*** Passage to read ***
After the major setback that was the Press Note 2 in 2018, India’s ecommerce marketplace giants Flipkart and Amazon India are expected to be hit by another round of changes in the foreign direct investment rules for the sector.
According to a Reuters report, government official Yogesh Baweja has confirmed India is looking to revise the FDI policy, which was last revisited in 2018, after intense pressure from seller lobby groups. It might force Amazon India and Walmart-owned Flipkart to move away from the restructured holding patterns that had been instituted after the 2018 changes.
According to Baweja, who is a spokesperson for the ministry of commerce and industry, the government has been in discussions with various stakeholders for over a month. Amazon India is one of the companies who have made representations to the government, according to the official.
Under pressure from sellers as well as bodies such as Confederation Of All-India Traders (CAIT) to investigate the marketplaces, the government is looking to introduce these new rules once again targetting the seller companies instituted by ecommerce companies.
The Press Note 2 which notified the FDI rule changes in December 2018 stated that foreign ecommerce players are barred from selling products from sellers in which the companies have an equity stake. Ecommerce companies have managed to circumvent these changes by restructuring their holdings in these sellers through other subsidiaries, thereby only indirectly owning stake.
*** End of Passage to read ***
*** Data section ***
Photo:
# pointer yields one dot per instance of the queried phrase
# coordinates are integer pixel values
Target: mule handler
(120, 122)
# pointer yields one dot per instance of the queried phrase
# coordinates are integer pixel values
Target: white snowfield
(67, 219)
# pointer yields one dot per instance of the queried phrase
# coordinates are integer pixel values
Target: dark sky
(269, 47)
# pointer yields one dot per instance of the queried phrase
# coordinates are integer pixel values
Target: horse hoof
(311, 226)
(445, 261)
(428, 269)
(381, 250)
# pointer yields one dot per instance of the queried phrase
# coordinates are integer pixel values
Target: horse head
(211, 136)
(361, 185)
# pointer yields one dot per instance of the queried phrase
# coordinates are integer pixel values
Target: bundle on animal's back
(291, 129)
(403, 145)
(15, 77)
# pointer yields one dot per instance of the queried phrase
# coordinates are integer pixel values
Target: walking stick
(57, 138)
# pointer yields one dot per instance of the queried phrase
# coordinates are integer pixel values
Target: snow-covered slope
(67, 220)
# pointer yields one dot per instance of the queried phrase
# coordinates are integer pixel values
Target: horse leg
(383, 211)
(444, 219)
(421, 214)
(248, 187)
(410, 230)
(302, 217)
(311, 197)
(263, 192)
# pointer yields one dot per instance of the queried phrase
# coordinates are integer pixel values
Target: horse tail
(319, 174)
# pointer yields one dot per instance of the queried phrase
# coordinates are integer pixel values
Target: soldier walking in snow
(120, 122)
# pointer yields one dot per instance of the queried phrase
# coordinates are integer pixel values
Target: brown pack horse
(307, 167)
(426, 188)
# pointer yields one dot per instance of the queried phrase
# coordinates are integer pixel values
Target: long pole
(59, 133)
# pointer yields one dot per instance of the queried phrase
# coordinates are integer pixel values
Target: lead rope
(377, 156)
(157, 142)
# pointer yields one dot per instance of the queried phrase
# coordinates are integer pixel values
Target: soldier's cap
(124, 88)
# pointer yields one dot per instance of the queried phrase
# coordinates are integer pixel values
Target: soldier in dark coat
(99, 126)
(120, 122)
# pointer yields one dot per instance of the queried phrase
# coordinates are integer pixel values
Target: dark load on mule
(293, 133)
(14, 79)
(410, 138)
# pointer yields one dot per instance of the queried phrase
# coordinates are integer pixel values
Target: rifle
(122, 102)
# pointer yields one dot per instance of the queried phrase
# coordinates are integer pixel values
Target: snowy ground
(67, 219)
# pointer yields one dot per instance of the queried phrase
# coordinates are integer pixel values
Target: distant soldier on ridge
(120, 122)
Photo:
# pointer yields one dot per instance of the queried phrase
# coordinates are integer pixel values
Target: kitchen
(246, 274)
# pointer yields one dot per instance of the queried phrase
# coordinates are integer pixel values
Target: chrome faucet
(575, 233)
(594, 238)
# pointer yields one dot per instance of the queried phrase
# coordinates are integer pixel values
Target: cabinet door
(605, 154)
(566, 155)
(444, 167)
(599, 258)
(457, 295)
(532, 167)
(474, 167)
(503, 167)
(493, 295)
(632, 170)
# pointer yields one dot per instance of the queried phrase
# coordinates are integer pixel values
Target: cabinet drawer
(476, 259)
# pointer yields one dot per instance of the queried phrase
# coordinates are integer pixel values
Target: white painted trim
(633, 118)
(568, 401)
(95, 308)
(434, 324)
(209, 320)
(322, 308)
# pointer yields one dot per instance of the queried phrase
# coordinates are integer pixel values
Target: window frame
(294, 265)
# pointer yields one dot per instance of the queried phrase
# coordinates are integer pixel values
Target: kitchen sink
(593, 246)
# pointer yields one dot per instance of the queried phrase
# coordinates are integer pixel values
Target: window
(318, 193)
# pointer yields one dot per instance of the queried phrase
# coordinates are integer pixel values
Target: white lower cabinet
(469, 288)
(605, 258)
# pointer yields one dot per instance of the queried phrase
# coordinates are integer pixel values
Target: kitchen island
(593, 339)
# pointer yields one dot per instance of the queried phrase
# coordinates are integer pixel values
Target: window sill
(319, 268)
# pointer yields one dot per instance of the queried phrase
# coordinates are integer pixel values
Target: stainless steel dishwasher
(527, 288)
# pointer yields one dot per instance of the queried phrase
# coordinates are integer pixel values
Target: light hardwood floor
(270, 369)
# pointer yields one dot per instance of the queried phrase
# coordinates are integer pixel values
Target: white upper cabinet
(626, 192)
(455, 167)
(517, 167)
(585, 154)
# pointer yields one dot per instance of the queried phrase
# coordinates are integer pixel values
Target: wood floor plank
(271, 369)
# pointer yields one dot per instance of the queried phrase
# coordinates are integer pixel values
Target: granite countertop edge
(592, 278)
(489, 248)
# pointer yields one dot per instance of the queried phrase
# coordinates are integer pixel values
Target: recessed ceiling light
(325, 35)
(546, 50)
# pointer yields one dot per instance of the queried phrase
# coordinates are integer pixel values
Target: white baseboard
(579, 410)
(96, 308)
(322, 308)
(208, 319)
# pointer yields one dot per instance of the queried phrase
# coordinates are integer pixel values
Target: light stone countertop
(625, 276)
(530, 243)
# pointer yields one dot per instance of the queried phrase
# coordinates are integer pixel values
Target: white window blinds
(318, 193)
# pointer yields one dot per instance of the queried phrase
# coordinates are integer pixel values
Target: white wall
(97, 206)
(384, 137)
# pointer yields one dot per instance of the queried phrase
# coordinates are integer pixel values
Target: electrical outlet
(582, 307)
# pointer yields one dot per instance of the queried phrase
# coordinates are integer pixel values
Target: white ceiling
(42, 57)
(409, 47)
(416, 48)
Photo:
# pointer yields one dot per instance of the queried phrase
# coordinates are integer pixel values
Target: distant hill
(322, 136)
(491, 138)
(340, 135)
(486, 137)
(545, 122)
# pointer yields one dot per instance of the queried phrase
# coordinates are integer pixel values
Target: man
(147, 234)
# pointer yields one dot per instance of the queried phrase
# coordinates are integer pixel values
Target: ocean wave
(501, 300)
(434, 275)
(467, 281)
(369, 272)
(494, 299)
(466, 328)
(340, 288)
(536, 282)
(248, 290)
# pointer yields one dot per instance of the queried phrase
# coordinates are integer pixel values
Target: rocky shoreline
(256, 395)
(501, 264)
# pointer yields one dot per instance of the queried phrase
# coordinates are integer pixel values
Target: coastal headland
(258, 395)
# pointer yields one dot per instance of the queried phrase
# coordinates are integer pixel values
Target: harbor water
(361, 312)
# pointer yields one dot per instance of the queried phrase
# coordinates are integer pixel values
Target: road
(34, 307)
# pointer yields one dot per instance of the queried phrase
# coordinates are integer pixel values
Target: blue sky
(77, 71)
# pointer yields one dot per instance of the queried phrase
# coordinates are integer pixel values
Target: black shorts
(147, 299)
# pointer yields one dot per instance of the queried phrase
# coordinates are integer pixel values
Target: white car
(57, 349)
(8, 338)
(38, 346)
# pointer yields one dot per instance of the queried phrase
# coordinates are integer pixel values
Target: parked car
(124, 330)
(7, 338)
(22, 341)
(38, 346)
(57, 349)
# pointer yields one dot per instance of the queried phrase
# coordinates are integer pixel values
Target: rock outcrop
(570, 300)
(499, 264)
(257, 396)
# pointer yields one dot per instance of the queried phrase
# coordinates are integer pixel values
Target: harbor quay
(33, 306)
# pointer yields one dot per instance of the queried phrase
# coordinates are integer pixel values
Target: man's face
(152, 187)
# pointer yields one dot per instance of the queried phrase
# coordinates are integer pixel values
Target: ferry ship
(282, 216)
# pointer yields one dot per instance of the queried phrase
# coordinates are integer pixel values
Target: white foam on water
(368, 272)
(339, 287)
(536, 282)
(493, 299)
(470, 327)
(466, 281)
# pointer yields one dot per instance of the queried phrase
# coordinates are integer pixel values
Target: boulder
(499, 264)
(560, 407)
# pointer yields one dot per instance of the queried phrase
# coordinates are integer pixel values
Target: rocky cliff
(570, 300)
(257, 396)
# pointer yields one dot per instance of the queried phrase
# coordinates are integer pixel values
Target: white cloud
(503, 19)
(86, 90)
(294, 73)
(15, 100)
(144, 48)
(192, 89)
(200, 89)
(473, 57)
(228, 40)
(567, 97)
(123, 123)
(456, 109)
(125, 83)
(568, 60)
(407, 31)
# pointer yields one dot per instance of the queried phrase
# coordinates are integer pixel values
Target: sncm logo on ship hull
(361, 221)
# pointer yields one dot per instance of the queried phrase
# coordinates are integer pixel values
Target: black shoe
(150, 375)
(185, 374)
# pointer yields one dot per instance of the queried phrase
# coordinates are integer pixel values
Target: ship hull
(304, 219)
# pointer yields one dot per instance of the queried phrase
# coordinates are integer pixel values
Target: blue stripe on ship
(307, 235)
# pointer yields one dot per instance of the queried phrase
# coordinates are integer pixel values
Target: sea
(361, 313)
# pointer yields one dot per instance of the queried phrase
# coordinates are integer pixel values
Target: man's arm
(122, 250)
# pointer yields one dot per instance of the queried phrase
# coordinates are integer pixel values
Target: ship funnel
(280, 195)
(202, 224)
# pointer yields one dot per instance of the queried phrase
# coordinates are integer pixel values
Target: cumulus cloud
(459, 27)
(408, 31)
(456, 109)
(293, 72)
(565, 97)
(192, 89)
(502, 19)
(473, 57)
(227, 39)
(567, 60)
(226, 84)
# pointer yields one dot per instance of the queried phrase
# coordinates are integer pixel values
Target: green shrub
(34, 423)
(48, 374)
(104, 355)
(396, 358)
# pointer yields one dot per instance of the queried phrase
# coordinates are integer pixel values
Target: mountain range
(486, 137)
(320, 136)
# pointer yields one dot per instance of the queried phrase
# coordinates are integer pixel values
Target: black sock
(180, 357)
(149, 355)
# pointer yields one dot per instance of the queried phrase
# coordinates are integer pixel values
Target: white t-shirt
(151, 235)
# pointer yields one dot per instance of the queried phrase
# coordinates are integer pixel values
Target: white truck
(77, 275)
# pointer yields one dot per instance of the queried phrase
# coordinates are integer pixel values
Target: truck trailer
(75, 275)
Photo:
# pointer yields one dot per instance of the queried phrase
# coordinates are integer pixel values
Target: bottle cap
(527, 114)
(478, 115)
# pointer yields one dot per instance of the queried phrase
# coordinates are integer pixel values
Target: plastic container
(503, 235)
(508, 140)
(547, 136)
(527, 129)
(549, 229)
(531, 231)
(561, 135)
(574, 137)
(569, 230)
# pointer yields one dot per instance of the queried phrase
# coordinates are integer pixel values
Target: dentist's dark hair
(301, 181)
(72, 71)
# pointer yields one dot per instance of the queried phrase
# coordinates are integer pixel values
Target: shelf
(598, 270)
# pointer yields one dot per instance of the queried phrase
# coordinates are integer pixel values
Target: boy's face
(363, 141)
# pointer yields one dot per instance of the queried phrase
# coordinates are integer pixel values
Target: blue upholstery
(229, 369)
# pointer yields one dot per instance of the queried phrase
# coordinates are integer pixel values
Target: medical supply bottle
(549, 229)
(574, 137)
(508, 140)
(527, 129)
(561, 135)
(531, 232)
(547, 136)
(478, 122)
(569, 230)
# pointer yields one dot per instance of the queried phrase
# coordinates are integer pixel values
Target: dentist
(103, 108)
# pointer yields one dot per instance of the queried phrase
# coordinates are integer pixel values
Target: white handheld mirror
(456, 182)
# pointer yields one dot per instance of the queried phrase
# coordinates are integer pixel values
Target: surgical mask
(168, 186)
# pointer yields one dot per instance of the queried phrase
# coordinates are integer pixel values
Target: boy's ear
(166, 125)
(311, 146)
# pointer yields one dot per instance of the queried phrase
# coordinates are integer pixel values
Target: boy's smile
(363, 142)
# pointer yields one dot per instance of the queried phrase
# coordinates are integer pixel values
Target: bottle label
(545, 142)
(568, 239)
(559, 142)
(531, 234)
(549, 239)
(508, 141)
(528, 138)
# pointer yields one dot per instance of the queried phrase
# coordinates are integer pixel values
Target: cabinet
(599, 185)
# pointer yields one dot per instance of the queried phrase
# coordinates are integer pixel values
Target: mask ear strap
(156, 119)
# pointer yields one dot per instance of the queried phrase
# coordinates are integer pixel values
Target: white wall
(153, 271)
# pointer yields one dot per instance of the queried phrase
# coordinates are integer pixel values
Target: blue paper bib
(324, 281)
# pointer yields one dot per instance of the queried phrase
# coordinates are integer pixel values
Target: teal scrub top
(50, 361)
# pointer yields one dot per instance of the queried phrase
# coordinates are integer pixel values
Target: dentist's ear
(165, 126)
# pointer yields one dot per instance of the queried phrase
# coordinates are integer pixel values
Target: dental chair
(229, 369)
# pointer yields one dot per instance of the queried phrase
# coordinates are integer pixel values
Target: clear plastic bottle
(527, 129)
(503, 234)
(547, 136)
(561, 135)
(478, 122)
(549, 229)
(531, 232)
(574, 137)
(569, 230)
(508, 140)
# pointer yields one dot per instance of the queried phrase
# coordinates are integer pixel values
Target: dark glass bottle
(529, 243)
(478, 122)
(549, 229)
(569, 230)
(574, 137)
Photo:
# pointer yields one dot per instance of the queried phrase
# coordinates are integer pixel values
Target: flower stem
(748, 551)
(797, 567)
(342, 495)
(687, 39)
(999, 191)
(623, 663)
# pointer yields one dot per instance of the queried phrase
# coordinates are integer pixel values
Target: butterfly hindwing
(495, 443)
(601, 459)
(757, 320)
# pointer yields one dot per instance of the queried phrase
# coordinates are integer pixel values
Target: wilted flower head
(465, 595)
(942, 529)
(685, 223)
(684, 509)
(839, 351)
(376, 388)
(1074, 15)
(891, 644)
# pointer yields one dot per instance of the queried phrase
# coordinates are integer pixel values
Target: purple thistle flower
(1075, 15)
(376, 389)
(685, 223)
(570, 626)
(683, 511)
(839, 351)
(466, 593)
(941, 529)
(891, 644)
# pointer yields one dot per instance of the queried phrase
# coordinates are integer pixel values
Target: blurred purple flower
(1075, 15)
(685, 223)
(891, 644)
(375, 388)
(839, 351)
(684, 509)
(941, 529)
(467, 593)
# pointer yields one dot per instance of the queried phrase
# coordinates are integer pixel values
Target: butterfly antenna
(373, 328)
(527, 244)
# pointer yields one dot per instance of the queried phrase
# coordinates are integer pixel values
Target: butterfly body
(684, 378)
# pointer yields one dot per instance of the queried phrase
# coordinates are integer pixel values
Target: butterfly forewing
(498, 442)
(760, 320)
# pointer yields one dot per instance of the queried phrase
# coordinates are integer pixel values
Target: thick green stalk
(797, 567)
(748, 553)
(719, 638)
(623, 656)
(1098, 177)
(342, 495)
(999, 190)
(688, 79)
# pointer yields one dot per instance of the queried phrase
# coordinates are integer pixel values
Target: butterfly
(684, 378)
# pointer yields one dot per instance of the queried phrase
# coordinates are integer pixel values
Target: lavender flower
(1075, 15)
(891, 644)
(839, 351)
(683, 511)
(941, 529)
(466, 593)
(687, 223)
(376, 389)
*** End of Data section ***
_Your assignment:_ In the article on India's ecommerce FDI rules, what does Press Note 2 bar foreign ecommerce players from doing?

_Response to the exercise:_ It bars them from selling products from sellers in which the companies have an equity stake.